DIRECTION: Repeat the entries starting at the line that contains "of the blurred" and ending at the line that contains "the bird in", changing "thickest part" to "widest part" and leaving everything else the same.
○ ○ ○ ○ ○
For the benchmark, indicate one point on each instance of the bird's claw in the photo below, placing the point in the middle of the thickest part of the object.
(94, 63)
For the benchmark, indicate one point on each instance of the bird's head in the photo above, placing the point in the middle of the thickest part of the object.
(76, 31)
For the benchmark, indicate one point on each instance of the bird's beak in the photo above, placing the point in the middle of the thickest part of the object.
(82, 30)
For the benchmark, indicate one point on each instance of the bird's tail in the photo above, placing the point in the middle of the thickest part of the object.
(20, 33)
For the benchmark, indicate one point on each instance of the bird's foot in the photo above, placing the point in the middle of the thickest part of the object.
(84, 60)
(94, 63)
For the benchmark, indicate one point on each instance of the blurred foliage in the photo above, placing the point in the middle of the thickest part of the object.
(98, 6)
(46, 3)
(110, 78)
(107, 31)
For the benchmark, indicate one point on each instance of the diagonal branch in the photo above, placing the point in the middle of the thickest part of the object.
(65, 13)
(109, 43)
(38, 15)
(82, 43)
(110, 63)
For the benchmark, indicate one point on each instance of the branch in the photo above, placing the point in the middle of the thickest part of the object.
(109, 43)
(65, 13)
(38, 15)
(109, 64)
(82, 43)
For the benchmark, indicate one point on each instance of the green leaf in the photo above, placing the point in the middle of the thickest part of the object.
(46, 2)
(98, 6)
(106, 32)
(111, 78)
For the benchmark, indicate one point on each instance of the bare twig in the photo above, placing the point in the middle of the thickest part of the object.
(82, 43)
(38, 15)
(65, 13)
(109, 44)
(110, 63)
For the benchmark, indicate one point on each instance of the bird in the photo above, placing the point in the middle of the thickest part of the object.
○ ○ ○ ○ ○
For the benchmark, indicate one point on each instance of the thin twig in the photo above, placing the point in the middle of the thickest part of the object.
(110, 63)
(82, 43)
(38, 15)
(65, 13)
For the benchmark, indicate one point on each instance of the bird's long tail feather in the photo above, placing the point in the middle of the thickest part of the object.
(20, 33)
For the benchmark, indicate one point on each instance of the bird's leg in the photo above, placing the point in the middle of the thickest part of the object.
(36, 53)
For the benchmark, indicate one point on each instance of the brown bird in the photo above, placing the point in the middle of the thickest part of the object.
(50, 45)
○ ○ ○ ○ ○
REPLY:
For the benchmark, indicate one point on each instance of the blurred foliage in the photo above, placing the point in the middle of the widest part of the object.
(98, 6)
(46, 3)
(110, 78)
(107, 31)
For the benchmark, indicate one point on each instance of the diagonal branch in the photo above, placing the point in the middle of the widest part of the object.
(65, 13)
(109, 43)
(38, 15)
(82, 43)
(110, 63)
For the benchmark, indicate one point on each instance of the branch in the photo above, placing the point in the middle of the widest part of the object.
(109, 43)
(65, 13)
(38, 15)
(109, 64)
(82, 43)
For the benchmark, indicate one point on each instance of the green leaf in the photo above, placing the point in the middle of the widest part of the object.
(46, 2)
(98, 6)
(106, 32)
(111, 78)
For the benchmark, indicate one point on each instance of the bare twig in the photo above, placing the point in the middle of the widest part of the object.
(82, 43)
(38, 15)
(65, 13)
(109, 44)
(110, 63)
For the benchmark, indicate one point on each instance of the bird in the photo above, placing the point in the middle of the widest part of the object.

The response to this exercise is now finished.